═════ Text under study ═════

With regards to my friends and family they have been fantastic. They constantly check up on me and send me messages of encouragement as well as random messages just to cheer me up. They are also great at slagging me rotten every chance they get about my new fashion statement in full PPE and the lovely indentation pics I've sent post PPE. They talk me through the breakdowns I have when I have a bad day or I doubt myself or worry about my colleagues or I worry about the future. My mum checks to make sure I have enough food, hydration, rest, destressing and a good moisturising routine. I also make a deal with myself that I am allowed to indulge in the news for 1 hour on my day off and the rest of the time is spent watching rubbish tv and catching up with friends and family. For me I find solace in art. 

The general public, apart from a select few, have been amazing. There is a support network called meals for the NHS and daily insulated boxes arrive full of warm nutritional food for us to consume on our limited breaks. I cannot thank the donors and restaurants enough for providing us comfort in the form of food and drinks. We have even been so lucky as to receive donations of a bottle of beer to take home, free coffee and plenty of fresh water. All this boosts staff morale and keeps us healthy and hydrated and sharp.

Do you have a top tip for coping at a time of crisis? Or a few words of advice or support for fellow students and alumni on the front line?

I guess a coping tip I would give students and fellow alumni at a time like this is look after each other. Don’t be ashamed to find small pockets of happiness amongst all the mayhem. Make plans for the future. Don’t get too hung up on news and propaganda. Remember that what you are doing matters, everyone plays their part big and small. 

Thank you GCU for your training and dedication. I look forward to hearing how my fellow alumni’s are getting on.

═════ Given information ═════

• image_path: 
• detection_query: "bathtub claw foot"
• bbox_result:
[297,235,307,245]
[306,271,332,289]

═════
═════ Given information ═════

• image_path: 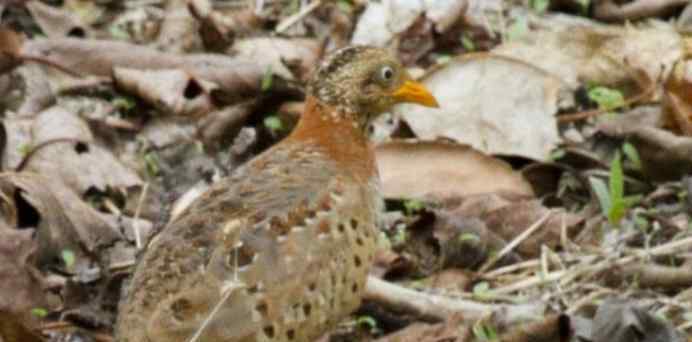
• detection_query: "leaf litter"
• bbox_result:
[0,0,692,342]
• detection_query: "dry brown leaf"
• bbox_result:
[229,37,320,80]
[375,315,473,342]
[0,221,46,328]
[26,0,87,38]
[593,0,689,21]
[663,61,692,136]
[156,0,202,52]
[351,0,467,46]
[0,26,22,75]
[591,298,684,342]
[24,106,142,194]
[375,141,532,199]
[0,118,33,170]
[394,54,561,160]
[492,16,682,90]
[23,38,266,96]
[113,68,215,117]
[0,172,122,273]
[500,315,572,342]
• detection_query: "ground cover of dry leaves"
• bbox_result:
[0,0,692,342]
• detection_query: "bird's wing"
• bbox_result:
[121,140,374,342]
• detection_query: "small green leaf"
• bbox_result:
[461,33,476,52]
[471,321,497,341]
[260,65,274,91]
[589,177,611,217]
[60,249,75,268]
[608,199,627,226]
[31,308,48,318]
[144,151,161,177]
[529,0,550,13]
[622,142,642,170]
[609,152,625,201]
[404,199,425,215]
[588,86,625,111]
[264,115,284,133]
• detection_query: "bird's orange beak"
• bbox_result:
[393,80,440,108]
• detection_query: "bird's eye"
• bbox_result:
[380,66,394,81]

═════

* [Tasks to complete]:
#1 Answer these questions from the alumni account.
(a) For how long is the writer allowed to follow the news on a day off?
(b) What is the support network that sends daily insulated boxes of food called?
(c) Which two sizes of part does the writer say everyone plays?
#2 State whether each statement agrees with the alumni account, and quote the words that decide it.
(a) The writer's mum checks that the writer has enough food and rest.
(b) Every member of the general public has been supportive.
(c) The writer finds solace in music.
#3 Repeat the alumni account word for word from "The general public, apart" to "the front line?".

* [Answers in order]:
#1
(a) 1 hour.
(b) Meals for the NHS.
(c) Big and small.

#2
(a) Yes: "My mum checks to make sure I have enough food, hydration, rest, destressing and a good moisturising routine."
(b) No: "The general public, apart from a select few, have been amazing."
(c) No: "For me I find solace in art."

#3
The general public, apart from a select few, have been amazing. There is a support network called meals for the NHS and daily insulated boxes arrive full of warm nutritional food for us to consume on our limited breaks. I cannot thank the donors and restaurants enough for providing us comfort in the form of food and drinks. We have even been so lucky as to receive donations of a bottle of beer to take home, free coffee and plenty of fresh water. All this boosts staff morale and keeps us healthy and hydrated and sharp.

Do you have a top tip for coping at a time of crisis? Or a few words of advice or support for fellow students and alumni on the front line?